- _WHAT THE EXERCISE ASKS_:
Repeat every line from the item containing "Target: tree canopy" down to the end of the items below, shifting each answer coordinate by adding 26 to both of its numbers.
+++ DATA TO USE +++
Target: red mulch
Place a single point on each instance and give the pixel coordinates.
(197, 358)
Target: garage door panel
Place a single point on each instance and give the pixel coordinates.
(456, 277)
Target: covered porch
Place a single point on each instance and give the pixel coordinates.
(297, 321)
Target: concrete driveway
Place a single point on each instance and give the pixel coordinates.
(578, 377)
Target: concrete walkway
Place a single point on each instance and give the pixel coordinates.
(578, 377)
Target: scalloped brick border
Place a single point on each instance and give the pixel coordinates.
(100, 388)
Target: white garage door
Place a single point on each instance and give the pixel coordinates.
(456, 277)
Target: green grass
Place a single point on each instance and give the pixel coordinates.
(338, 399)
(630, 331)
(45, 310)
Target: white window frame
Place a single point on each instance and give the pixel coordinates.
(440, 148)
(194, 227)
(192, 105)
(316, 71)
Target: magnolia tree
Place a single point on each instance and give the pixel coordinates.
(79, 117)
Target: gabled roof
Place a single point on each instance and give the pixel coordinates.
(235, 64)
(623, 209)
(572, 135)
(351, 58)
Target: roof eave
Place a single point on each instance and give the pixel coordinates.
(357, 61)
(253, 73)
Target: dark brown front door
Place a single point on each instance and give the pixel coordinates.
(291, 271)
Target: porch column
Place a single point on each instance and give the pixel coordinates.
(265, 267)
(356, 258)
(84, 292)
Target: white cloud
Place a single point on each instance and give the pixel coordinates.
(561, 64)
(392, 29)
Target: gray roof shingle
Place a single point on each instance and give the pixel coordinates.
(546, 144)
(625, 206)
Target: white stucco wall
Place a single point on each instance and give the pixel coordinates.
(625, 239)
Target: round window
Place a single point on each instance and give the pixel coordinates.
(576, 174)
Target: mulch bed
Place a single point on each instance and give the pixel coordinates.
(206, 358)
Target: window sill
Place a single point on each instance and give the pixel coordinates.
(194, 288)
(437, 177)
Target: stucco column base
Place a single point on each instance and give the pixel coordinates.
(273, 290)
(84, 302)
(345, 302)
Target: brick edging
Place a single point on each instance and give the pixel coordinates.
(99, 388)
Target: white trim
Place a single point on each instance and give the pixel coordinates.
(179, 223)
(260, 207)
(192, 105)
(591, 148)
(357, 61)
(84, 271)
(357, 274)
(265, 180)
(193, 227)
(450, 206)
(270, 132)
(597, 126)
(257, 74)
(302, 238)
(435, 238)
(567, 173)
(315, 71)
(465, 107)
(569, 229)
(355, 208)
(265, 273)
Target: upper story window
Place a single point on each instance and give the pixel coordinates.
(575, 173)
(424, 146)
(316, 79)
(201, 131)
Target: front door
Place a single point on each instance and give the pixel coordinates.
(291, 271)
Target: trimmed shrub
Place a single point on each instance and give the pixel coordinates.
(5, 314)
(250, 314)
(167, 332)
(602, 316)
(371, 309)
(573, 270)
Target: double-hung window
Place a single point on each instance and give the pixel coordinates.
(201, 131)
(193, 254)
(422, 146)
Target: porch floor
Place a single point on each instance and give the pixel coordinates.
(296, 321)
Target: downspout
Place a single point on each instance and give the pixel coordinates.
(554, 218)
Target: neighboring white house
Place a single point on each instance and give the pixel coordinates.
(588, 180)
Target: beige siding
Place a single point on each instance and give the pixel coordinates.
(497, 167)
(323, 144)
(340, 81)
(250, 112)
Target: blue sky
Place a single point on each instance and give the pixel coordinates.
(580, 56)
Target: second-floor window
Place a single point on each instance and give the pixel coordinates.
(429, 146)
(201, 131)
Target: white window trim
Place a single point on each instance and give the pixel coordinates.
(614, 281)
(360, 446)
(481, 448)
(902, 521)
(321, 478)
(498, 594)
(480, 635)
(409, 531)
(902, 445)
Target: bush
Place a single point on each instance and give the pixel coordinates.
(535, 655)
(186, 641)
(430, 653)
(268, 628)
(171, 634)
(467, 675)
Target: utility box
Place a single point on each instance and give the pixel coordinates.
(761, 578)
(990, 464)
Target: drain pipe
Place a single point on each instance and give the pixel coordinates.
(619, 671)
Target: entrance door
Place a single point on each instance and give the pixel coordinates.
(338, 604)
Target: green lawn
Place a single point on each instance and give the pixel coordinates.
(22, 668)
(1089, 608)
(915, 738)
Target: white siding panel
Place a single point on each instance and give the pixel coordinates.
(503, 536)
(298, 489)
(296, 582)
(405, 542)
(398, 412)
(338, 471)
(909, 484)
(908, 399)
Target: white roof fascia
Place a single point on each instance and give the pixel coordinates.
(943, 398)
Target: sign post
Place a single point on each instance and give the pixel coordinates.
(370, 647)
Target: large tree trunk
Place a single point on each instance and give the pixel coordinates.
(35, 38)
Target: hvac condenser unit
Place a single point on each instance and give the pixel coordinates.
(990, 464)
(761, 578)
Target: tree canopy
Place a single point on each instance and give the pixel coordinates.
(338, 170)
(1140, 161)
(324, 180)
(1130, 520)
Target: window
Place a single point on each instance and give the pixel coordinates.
+++
- _ANSWER FOR THE TASK_:
Target: tree canopy
Place a single point on each instance and give the pixel coordinates.
(364, 196)
(1166, 187)
(350, 206)
(1156, 546)
Target: window
Place a single point on each instance and give the pixel coordinates.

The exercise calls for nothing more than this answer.